Trecho selecionado>
<<<<
Com a aposentadoria compulsória do ministro Néri da Silveira, ocorrida no dia 25/4, bem como pelo anúncio da Presidência da República, indicando o nome do advogado-geral da União, o digno Dr. Gilmar Mendes, para integrar o Supremo Tribunal Federal, oportuno se faz um olhar para esse ápice do nosso judiciário, para vermos como o mesmo está. Muito daquilo que se desenrola nas demais estruturas judicantes (Superior Tribunal de Justiça, Tribunal Superior Eleitoral, Tribunal Superior do Trabalho, Superior Tribunal Militar, Tribunais Regionais Federais, Tribunais Regionais do Trabalho, Tribunais Regionais Eleitorais, Tribunais de Justiça dos estados e do Distrito Federal, instâncias “A Quo” federal, do trabalho, eleitoral e estadual, etc) tem, necessariamente, sua origem naquela corte totalmente especial e particular.

Com um total histórico de 153 ministros, desde que foi oficial e legalmente constituído, nosso STF tem se notabilizado por ter ou já ter tido, em seus quadros, figuras de destaque no cenário nacional brasileiro, em seus diversos momentos históricos, seja para bem, seja para o mal, o que impôs um desenho altamente único para aquela excelsa corte judiciária.
>>>>
Exercícios>
1. Segundo o texto sobre o Supremo Tribunal Federal, quantos ministros a corte teve ao todo desde que foi oficial e legalmente constituída?
2. Transcreva literalmente o trecho do texto sobre o Supremo Tribunal Federal que começa em "Com a aposentadoria" e termina em "especial e particular.".
3. Dê continuidade ao texto sobre o Supremo Tribunal Federal a partir do ponto em que ele se interrompe.

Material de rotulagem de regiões
<<<<
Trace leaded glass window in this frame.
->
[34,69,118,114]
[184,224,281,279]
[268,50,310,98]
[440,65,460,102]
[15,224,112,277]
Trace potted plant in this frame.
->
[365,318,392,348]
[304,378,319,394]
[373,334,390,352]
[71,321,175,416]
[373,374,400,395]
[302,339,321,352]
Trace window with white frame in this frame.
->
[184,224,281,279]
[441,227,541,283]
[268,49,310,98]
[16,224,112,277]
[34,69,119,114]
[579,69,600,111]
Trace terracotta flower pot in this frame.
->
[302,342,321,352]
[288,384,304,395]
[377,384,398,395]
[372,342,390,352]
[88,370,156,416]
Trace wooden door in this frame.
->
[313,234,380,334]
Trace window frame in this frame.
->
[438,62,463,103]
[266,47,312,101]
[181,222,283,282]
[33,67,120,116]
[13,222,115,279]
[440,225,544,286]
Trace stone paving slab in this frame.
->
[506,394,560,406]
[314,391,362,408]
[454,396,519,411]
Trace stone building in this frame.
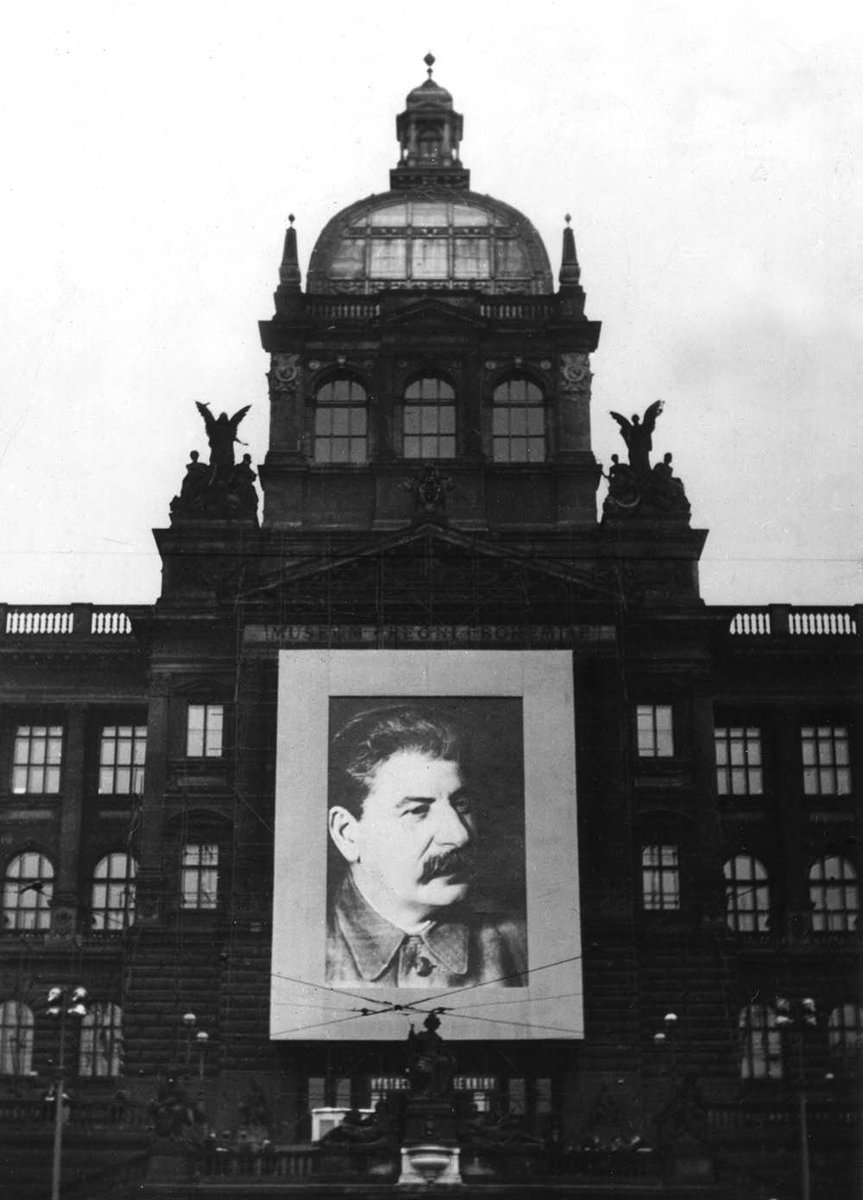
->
[0,64,863,1198]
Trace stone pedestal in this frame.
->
[403,1099,459,1145]
[398,1142,461,1187]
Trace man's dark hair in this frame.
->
[329,704,462,820]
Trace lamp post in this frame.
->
[653,1013,677,1086]
[48,985,86,1200]
[194,1030,210,1112]
[182,1013,198,1067]
[773,996,817,1200]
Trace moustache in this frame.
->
[420,850,475,883]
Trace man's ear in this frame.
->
[326,804,360,863]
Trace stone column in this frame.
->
[50,704,86,937]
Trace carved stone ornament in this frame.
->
[270,354,300,392]
[561,354,593,398]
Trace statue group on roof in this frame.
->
[600,400,689,520]
[170,401,258,520]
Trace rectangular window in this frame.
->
[12,725,62,796]
[714,725,763,796]
[636,704,675,758]
[182,841,218,908]
[641,846,681,912]
[738,1004,783,1079]
[98,725,146,796]
[801,725,851,796]
[186,704,224,758]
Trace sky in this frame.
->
[0,0,863,606]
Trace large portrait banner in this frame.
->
[270,649,583,1040]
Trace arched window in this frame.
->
[737,1004,783,1079]
[314,377,368,463]
[827,1004,863,1069]
[809,854,858,934]
[491,377,545,462]
[402,376,455,458]
[723,854,771,934]
[0,1000,34,1075]
[90,853,137,932]
[641,844,681,912]
[78,1001,122,1078]
[2,850,54,930]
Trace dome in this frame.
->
[307,190,555,295]
[404,78,453,108]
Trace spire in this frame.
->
[278,212,300,290]
[390,53,471,188]
[275,212,306,313]
[558,212,585,314]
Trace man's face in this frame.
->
[331,750,477,923]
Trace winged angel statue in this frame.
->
[194,400,252,480]
[611,400,663,479]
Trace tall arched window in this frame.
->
[723,854,771,934]
[78,1001,122,1078]
[90,853,137,932]
[2,850,54,931]
[737,1004,783,1079]
[402,376,455,458]
[0,1000,34,1075]
[491,377,545,462]
[809,854,858,934]
[314,377,368,463]
[827,1004,863,1070]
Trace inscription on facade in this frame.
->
[244,625,615,648]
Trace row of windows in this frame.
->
[6,710,851,796]
[0,1000,863,1080]
[0,1000,122,1079]
[635,704,851,796]
[738,1004,863,1079]
[12,704,224,796]
[641,845,859,934]
[2,842,218,932]
[314,376,546,463]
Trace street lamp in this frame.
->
[48,985,86,1200]
[653,1013,677,1078]
[182,1013,198,1067]
[773,996,817,1200]
[194,1030,210,1112]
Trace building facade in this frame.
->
[0,64,863,1198]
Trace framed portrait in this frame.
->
[270,649,583,1040]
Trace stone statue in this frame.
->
[611,400,664,480]
[407,1013,455,1098]
[599,454,641,516]
[170,401,258,521]
[194,401,252,482]
[402,463,455,515]
[599,400,690,521]
[651,452,689,512]
[228,454,258,516]
[180,450,210,505]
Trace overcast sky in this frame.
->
[0,0,863,604]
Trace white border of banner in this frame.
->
[270,649,583,1042]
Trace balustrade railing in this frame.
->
[0,604,141,641]
[729,605,859,637]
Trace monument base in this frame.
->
[398,1142,461,1187]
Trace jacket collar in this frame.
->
[336,874,468,983]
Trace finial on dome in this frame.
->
[276,212,300,296]
[558,212,581,295]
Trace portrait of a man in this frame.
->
[325,697,527,989]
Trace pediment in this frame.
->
[380,294,486,329]
[245,522,613,623]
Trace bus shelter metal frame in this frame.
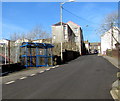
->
[20,42,54,67]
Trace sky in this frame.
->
[0,2,118,42]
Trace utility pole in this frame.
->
[111,23,113,49]
[60,3,64,61]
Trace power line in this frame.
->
[62,7,98,25]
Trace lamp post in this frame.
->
>>>>
Respostas dos exercícios>
1. 153 ministros.

2.
Com a aposentadoria compulsória do ministro Néri da Silveira, ocorrida no dia 25/4, bem como pelo anúncio da Presidência da República, indicando o nome do advogado-geral da União, o digno Dr. Gilmar Mendes, para integrar o Supremo Tribunal Federal, oportuno se faz um olhar para esse ápice do nosso judiciário, para vermos como o mesmo está. Muito daquilo que se desenrola nas demais estruturas judicantes (Superior Tribunal de Justiça, Tribunal Superior Eleitoral, Tribunal Superior do Trabalho, Superior Tribunal Militar, Tribunais Regionais Federais, Tribunais Regionais do Trabalho, Tribunais Regionais Eleitorais, Tribunais de Justiça dos estados e do Distrito Federal, instâncias “A Quo” federal, do trabalho, eleitoral e estadual, etc) tem, necessariamente, sua origem naquela corte totalmente especial e particular.

3.
Nesse particular de sua constituição histórica, não há como se deixar de mencionar a situação de que somente agora, no século XXI, aquela corte passou a ter, em sua composição, a presença feminina, por ato do atual presidente da República que, em sua postura inovadora e de vanguarda indicou nomeou a juíza Ellen Gracie Northfleet para o STF. E já no início da atuação da mesma, enquanto ministra do pretório máximo, lhe coube ser a relatora da Ação Direta de Inconstitucionalidade proposta contra as medidas executivas tomadas pelo governo federal quando da situação da crise energética brasileira, o famoso “apagão”, no qual medidas antipáticas para a sociedade forma, quando do julgamento do processo, tornado perfeitamente legais ante nosso ordenamento jurídico, por voto exemplarmente proferido pela ministra e seguido pela maioria dos demais ministros.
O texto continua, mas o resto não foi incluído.